** PROBLEM **
Return every line of the items below that contains the string "plastic". Matches are case-sensitive.

** Entries from a point annotation set **
§ §
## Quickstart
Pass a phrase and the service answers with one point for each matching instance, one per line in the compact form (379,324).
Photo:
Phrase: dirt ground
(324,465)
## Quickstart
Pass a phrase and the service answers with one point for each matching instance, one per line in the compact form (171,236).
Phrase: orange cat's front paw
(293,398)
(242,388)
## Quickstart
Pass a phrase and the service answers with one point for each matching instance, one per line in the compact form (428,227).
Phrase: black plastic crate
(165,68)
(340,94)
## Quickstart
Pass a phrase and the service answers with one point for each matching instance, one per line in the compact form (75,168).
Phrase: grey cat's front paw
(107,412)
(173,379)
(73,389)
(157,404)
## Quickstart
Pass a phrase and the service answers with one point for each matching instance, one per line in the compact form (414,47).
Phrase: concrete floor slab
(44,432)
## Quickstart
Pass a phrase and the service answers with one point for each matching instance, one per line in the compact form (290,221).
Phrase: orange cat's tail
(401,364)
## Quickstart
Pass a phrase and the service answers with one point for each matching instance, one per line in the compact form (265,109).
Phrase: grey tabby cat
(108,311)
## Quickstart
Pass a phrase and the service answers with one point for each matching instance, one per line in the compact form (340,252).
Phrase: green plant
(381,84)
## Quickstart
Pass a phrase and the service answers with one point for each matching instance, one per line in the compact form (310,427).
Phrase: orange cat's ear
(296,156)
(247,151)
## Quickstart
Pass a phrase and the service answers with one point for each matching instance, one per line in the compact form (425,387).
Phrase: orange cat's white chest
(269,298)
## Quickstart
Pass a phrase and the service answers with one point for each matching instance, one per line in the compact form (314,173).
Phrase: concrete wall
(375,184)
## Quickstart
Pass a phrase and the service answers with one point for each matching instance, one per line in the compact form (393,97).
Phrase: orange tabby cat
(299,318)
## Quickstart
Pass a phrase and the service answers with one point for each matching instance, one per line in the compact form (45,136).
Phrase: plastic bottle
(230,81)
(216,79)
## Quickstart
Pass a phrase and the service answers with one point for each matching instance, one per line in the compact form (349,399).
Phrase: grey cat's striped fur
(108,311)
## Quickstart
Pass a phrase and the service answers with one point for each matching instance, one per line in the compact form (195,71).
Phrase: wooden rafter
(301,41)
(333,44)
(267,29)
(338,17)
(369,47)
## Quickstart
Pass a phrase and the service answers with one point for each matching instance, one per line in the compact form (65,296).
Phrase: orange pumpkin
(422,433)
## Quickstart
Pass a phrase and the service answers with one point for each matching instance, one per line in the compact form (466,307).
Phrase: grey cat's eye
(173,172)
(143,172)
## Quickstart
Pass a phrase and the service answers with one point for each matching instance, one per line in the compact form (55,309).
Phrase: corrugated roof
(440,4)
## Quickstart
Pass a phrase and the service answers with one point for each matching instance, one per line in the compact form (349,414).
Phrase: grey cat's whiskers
§ §
** SOLUTION TO THIS TASK **
Phrase: black plastic crate
Phrase: plastic bottle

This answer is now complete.